··· Records supplied

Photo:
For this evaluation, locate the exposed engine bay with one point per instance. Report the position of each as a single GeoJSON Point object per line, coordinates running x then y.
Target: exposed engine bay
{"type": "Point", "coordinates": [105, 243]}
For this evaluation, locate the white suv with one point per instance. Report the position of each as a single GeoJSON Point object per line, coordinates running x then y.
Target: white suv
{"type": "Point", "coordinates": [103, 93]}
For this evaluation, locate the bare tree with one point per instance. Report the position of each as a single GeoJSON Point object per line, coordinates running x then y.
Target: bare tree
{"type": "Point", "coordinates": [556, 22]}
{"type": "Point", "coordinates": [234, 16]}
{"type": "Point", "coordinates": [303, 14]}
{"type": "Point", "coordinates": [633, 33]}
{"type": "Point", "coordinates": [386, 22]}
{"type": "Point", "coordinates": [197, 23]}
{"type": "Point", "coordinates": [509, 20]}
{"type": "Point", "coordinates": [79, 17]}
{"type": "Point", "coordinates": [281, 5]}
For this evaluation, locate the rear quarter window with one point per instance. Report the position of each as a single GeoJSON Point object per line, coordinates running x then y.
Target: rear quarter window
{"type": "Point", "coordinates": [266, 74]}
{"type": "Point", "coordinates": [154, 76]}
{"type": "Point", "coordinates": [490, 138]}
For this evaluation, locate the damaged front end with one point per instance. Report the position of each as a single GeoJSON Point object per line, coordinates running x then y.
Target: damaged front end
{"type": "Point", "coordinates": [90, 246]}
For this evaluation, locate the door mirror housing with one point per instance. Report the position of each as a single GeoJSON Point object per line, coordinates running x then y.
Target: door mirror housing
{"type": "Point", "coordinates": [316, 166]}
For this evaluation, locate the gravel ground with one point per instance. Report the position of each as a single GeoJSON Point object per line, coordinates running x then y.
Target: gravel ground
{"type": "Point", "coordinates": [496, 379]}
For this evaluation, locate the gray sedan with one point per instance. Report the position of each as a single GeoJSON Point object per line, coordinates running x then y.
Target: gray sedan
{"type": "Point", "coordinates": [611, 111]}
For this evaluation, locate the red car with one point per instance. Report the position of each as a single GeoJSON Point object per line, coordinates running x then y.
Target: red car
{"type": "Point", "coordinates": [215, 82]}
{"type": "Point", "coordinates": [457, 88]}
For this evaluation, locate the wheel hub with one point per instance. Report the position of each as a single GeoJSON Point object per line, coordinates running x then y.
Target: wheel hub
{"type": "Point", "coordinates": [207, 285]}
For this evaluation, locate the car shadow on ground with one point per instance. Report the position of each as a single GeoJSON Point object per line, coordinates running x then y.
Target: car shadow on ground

······

> [Written instruction] Would you print every item above again, line for line and without any change?

> [Output]
Photo:
For this evaluation, locate the exposed engine bay with one point per instance. Report the position of each as a single GeoJSON Point object per line, coordinates running x then y.
Target: exposed engine bay
{"type": "Point", "coordinates": [105, 243]}
For this evaluation, locate the white suv with one point per instance. Report the position of each as a single GeoJSON Point object per line, coordinates running x then y.
Target: white suv
{"type": "Point", "coordinates": [103, 93]}
For this evaluation, locate the bare tree with one point per instance. Report the position of each as a single GeoJSON Point object per line, coordinates running x then y.
Target: bare tree
{"type": "Point", "coordinates": [556, 22]}
{"type": "Point", "coordinates": [234, 16]}
{"type": "Point", "coordinates": [303, 14]}
{"type": "Point", "coordinates": [633, 33]}
{"type": "Point", "coordinates": [386, 22]}
{"type": "Point", "coordinates": [197, 23]}
{"type": "Point", "coordinates": [509, 20]}
{"type": "Point", "coordinates": [79, 17]}
{"type": "Point", "coordinates": [281, 5]}
For this evaluation, locate the rear quarter window with one point per instance. Report the position of each as a single GeoJSON Point object per line, coordinates running x then y.
Target: rear quarter window
{"type": "Point", "coordinates": [266, 74]}
{"type": "Point", "coordinates": [154, 76]}
{"type": "Point", "coordinates": [490, 138]}
For this evaluation, locate the damaged front end with one point per instance. Report the position of each as a single GeoJSON Point object per line, coordinates running x then y.
Target: damaged front end
{"type": "Point", "coordinates": [90, 246]}
For this evaluation, locate the door mirror housing with one point per instance. Report the position of each as a single GeoJSON Point object per line, coordinates running x then y.
Target: door mirror housing
{"type": "Point", "coordinates": [316, 166]}
For this evaluation, locate the gravel ground with one point per instance. Report the position of each as a single GeoJSON Point object per line, coordinates running x then y.
Target: gravel ground
{"type": "Point", "coordinates": [496, 379]}
For this evaluation, locate the gray sedan with one point per instance. Report the position of each as a single GeoJSON Point object per line, coordinates running x then y.
Target: gray sedan
{"type": "Point", "coordinates": [611, 111]}
For this evaluation, locate the red car with one point per instance. Report the position of each as a single GeoJSON Point object per line, coordinates running x then y.
Target: red car
{"type": "Point", "coordinates": [215, 82]}
{"type": "Point", "coordinates": [457, 88]}
For this evaluation, locate the wheel hub with one point per instance. Report the position of each as a single GeoJSON Point object per line, coordinates running x then y.
Target: wheel hub
{"type": "Point", "coordinates": [207, 285]}
For this evaluation, locate the car shadow on ground with one point per instance. Report the position of each as a single GeoJSON Point object per line, coordinates running x then y.
Target: car shadow on ground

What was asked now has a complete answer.